[Location labeling records]
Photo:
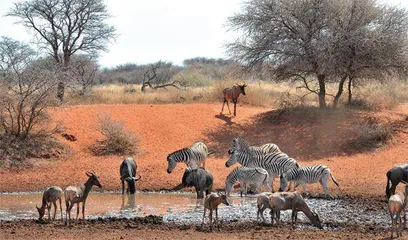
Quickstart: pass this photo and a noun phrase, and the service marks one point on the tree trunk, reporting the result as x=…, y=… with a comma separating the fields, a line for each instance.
x=339, y=92
x=322, y=90
x=349, y=90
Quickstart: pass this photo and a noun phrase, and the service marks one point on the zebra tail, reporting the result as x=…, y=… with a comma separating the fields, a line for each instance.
x=334, y=180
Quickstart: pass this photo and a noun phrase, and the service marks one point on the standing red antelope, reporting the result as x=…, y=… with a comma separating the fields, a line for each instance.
x=232, y=94
x=77, y=194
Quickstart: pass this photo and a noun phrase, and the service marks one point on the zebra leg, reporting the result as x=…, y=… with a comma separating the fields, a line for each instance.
x=216, y=218
x=202, y=223
x=222, y=109
x=210, y=219
x=304, y=188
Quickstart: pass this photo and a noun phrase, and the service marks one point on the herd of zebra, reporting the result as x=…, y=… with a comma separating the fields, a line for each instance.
x=259, y=165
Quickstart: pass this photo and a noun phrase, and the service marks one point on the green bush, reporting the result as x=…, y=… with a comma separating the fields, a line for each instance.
x=117, y=139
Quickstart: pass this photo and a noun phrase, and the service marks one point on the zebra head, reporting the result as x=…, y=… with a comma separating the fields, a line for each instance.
x=233, y=158
x=283, y=182
x=171, y=163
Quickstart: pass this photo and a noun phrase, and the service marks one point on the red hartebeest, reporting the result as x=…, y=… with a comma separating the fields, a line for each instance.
x=232, y=94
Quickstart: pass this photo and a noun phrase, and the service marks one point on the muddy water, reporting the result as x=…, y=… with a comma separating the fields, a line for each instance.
x=184, y=208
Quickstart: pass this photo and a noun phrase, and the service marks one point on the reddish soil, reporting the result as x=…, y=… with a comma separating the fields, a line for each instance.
x=162, y=129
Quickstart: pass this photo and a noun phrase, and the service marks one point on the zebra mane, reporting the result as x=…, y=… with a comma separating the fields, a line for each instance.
x=232, y=175
x=242, y=142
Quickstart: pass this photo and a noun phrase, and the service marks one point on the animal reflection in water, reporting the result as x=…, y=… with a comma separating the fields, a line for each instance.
x=130, y=203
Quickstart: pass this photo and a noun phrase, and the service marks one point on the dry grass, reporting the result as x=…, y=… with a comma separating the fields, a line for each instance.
x=371, y=134
x=368, y=96
x=117, y=139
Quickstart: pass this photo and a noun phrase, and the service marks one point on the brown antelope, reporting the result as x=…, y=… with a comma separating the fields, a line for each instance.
x=291, y=201
x=79, y=194
x=50, y=195
x=396, y=207
x=211, y=202
x=232, y=94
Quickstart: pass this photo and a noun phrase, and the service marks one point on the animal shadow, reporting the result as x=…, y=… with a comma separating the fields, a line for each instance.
x=224, y=118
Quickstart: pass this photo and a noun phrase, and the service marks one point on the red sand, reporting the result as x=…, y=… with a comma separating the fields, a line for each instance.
x=162, y=129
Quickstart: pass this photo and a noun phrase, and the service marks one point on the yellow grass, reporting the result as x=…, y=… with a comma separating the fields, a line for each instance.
x=259, y=93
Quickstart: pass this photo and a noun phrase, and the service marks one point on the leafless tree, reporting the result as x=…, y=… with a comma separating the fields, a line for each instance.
x=158, y=75
x=321, y=41
x=66, y=27
x=26, y=88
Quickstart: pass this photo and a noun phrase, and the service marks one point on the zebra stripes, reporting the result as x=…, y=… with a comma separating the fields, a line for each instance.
x=192, y=157
x=241, y=144
x=275, y=163
x=245, y=176
x=307, y=174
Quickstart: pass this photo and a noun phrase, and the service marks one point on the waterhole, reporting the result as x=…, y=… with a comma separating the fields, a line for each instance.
x=184, y=208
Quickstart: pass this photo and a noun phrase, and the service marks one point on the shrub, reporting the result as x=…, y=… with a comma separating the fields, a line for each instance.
x=192, y=78
x=117, y=139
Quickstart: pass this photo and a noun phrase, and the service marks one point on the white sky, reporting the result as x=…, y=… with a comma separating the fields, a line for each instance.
x=152, y=30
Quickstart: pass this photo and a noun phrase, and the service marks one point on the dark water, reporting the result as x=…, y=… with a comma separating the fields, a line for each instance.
x=184, y=208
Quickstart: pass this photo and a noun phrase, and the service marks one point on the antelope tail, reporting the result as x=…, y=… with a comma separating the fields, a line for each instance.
x=334, y=180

■ Direction
Can you rewrite all of the data above as a Markdown table with a Row column holding the line's number and a Text column holding the line itself, skipping any blank lines? Leave the pictures out of your answer.

■ Written solution
| Row | Text |
|---|---|
| 1 | Photo: |
| 2 | Quickstart: pass this photo and a noun phrase, and the service marks one point on the tree trunk, reporting the result as x=…, y=… with a comma separating the fields, a line for each instance. |
| 3 | x=339, y=92 |
| 4 | x=322, y=90 |
| 5 | x=349, y=90 |
| 6 | Quickstart: pass this photo and a noun phrase, and the service marks one point on the zebra tail, reporting the result as x=…, y=… with a comma separating the fields, a line for each instance. |
| 7 | x=334, y=180 |
| 8 | Quickstart: pass this photo and a noun phrase, and the service marks one point on the standing red antelope, reporting the result as x=…, y=… with a comma separating the fields, a line for each instance. |
| 9 | x=232, y=94 |
| 10 | x=77, y=194 |
| 11 | Quickstart: pass this photo and a noun phrase, and the service marks one point on the zebra leg, reporting the result as x=…, y=… with a comma separating the fields, a line for each instance. |
| 12 | x=216, y=218 |
| 13 | x=202, y=223 |
| 14 | x=222, y=109 |
| 15 | x=210, y=219 |
| 16 | x=304, y=188 |
| 17 | Quickstart: pass this photo and a noun phrase, and the service marks one point on the herd of zebra, reporting the result as x=…, y=… with a comma separating the fields, a line for each instance. |
| 18 | x=259, y=165 |
| 19 | Quickstart: pass this photo and a noun phrase, and the service marks one point on the green bush, reporting the result as x=…, y=… with a comma separating the fields, a line for each instance. |
| 20 | x=117, y=139 |
| 21 | Quickstart: pass this photo and a noun phrase, and the service marks one point on the zebra head, reporting the result as x=…, y=… with a comma separating the fields, a line for each instance. |
| 22 | x=233, y=158 |
| 23 | x=283, y=182 |
| 24 | x=171, y=163 |
| 25 | Quickstart: pass this photo and a noun phrase, and the service marks one point on the red hartebeest, reporting the result as x=…, y=… with a comma separating the fields, a line for each instance. |
| 26 | x=232, y=94 |
| 27 | Quickstart: pass this photo and a noun phrase, and the service marks one point on the muddy water, reporting the result as x=…, y=… with a comma separating the fields, a line for each instance. |
| 28 | x=184, y=208 |
| 29 | Quickstart: pass this photo and a noun phrase, and the service marks one point on the reddish soil, reporting the result as x=…, y=… with a comma separating the fields, a line for each instance. |
| 30 | x=162, y=129 |
| 31 | Quickstart: pass this photo and a noun phrase, and the service marks one point on the zebra mane, reporting the result as x=…, y=… with a comma separating the fields, a line for each instance. |
| 32 | x=232, y=175 |
| 33 | x=242, y=142 |
| 34 | Quickstart: pass this photo and a noun phrase, and the service marks one point on the animal reflection in water, reporting the result as x=…, y=… with a comma separating the fields, a line for each instance. |
| 35 | x=130, y=203 |
| 36 | Quickstart: pass this photo and a noun phrase, and the service marks one point on the dry grass, reporting the result as x=…, y=… with a comma separating the fields, a line for each instance. |
| 37 | x=371, y=134 |
| 38 | x=368, y=96 |
| 39 | x=117, y=139 |
| 40 | Quickstart: pass this photo and a noun phrase, and the service marks one point on the brown antelope, reporting the result as x=…, y=… with a comma separating the fields, a line for each instance. |
| 41 | x=291, y=201 |
| 42 | x=79, y=194 |
| 43 | x=50, y=195 |
| 44 | x=396, y=207 |
| 45 | x=211, y=202 |
| 46 | x=232, y=94 |
| 47 | Quickstart: pass this photo and a noun phrase, and the service marks one point on the animal shadow, reporting the result as x=…, y=… with a comma separating the fields, a line for each instance. |
| 48 | x=224, y=118 |
| 49 | Quickstart: pass this photo and a noun phrase, and the service marks one point on the red sand, reporting the result as x=…, y=… with a comma separating the fields, a line for each instance. |
| 50 | x=162, y=129 |
| 51 | Quickstart: pass this photo and a noun phrase, and the service marks one point on the yellow grass, reporting the result as x=…, y=… with a comma separating the fields, a line for each instance. |
| 52 | x=259, y=93 |
| 53 | Quickstart: pass this photo and a noun phrase, and the service marks one point on the leafless tree, reporting the result as x=…, y=… with a comma separating the fields, a line for each instance. |
| 54 | x=158, y=75 |
| 55 | x=321, y=41 |
| 56 | x=66, y=27 |
| 57 | x=26, y=88 |
| 58 | Quickstart: pass this photo and a noun phrase, and the service marks one point on the zebra stripes, reporting the result as x=…, y=… with a comma separating the fields, a line for each instance. |
| 59 | x=192, y=157 |
| 60 | x=241, y=144 |
| 61 | x=275, y=163 |
| 62 | x=245, y=176 |
| 63 | x=307, y=174 |
| 64 | Quickstart: pass this photo and a noun phrase, and the service marks one point on the waterhole, reporting the result as x=…, y=… with a comma separating the fields, a line for each instance. |
| 65 | x=184, y=208 |
| 66 | Quickstart: pass this photo and a noun phrase, and the service marks one point on the shrub, reporting the result as x=…, y=… with a comma separating the fields, a line for each instance. |
| 67 | x=192, y=78 |
| 68 | x=117, y=139 |
| 69 | Quickstart: pass this photo and a noun phrase, and the service marks one point on the white sky, reporting the result as x=…, y=… with a comma separating the fields, a line for each instance. |
| 70 | x=152, y=30 |
| 71 | Quickstart: pass this photo and a noun phrase, and the service marks one point on the dark water, reporting the result as x=…, y=… with a comma separating the fields, a line for each instance. |
| 72 | x=184, y=208 |
| 73 | Quickstart: pass this photo and a noun phrase, and the service marks one point on the antelope tail, reporting the result as x=…, y=… with a comma separating the fields, a line for each instance. |
| 74 | x=334, y=180 |